EXCERPTED PASSAGE:
Drill Bits

January 20, 2025
Volume 22, issue 6

Download PDF version of this article PDF

Retrofitting: Principles and Practice

Terence Kelly
with Special Guest Borer Ziheng (Aaron) Su

Saddling time-tested workhorse software with unexpected new burdens is often the best way to seize an opportunity or trounce a perennial annoyance, but adding radically new functionality to production code isn't easy. A practical case study spotlights principles that help us bolt new tricks onto old dogs.

Practice for Practitioners

Retrofitting means adding major new features to deployed artifacts that were not designed with those features in mind. Adding a trailer hitch to the family minivan doesn't count; replacing the rear seats with a jacuzzi does.

Retrofitting is difficult for several reasons. It begins with reading and understanding other people's code, which is much harder than writing your own. Then it requires designing and implementing major new features to harmonize with what's already there. By analogy, builders adding a wing to a house must uphold numerous invariants (building codes) and ensure that the final product looks like part of the original architect's vision, not like a collision with a shantytown. The existing structure might resist the retrofit, and it certainly won't assist.

Large retrofits happen infrequently in most coding shops, which is bad news for programmers striving to hone their skills. There's not enough practice on the job. Fortunately, it's easy to practice the art of retrofitting in the vast world of open-source software. Find a widely used, actively maintained program that would benefit from a medium-sized new feature that you would use. Scratch your own itch. If you implement the feature well, the maintainer might incorporate it into the official distribution.

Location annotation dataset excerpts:

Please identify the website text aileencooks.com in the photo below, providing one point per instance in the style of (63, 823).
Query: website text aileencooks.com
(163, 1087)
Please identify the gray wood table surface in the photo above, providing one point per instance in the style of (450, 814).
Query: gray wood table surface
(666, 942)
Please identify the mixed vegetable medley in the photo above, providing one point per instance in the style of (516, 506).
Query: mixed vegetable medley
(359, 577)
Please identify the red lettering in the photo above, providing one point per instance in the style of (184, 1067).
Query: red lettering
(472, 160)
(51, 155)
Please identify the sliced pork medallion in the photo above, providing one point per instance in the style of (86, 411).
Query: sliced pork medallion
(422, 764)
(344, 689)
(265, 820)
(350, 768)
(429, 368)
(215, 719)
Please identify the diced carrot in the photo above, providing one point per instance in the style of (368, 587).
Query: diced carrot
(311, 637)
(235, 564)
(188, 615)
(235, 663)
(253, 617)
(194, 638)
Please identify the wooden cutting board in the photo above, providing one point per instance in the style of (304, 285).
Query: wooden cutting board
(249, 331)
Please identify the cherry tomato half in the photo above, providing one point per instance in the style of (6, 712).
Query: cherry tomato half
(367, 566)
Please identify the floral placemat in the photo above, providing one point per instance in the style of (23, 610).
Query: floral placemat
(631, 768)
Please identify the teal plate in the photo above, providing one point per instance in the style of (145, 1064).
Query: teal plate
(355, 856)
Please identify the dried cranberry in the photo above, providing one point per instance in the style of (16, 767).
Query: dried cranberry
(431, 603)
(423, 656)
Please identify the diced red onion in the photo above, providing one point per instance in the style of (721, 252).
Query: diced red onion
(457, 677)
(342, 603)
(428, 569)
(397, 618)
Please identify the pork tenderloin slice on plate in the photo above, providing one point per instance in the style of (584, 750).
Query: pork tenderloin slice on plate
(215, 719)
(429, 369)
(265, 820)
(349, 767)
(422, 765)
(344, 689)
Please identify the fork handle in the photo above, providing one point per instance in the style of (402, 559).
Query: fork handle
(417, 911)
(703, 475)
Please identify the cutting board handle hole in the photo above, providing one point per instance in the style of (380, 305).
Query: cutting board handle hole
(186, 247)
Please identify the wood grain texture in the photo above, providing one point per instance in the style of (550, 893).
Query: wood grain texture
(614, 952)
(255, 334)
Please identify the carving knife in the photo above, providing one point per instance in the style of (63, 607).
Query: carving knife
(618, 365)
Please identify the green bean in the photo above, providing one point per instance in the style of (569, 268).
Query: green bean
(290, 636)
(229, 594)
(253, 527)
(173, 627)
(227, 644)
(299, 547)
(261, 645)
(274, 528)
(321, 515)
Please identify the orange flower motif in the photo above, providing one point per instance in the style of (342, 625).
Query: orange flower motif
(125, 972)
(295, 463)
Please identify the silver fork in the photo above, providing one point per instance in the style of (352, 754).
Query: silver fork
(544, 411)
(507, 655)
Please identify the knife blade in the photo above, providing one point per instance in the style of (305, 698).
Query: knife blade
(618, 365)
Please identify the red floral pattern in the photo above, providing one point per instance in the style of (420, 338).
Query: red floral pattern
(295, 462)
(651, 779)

REQUIRED TASKS:
**A)** From the article on retrofitting software, return the passage from "Saddling time-tested workhorse" up to and including "onto old dogs.", copied word for word.
**B)** Resume the article on retrofitting software, starting right after its final sentence.

PER-TASK ANSWERS:
**A)**
Saddling time-tested workhorse software with unexpected new burdens is often the best way to seize an opportunity or trounce a perennial annoyance, but adding radically new functionality to production code isn't easy. A practical case study spotlights principles that help us bolt new tricks onto old dogs.

**B)**
Zawinski's Law:
Every program attempts to expand until it can read mail. Those programs which cannot so expand are replaced by ones which can.

This episode of Drill Bits walks through such an exercise. The itch is a common data-analytics chore. Our scratching exposes general principles to guide retrofit projects. In the end, we deliver a powerful and general new feature for a venerable open-source utility.

Streams, Precision, and Recall

Modern analytics crunches infinite streams of event-driven data that arrive piecemeal. Examples include datacenter telemetry, financial data from stock exchanges, and sensor readings from the Internet of Things. The first stage of analytics often involves smoothing incoming data, for example, by maintaining windowed averages over the latest arrivals on each of myriad streams. Getting stream analytics right requires rock-solid arithmetic, which leads to the starting line of our retrofit project.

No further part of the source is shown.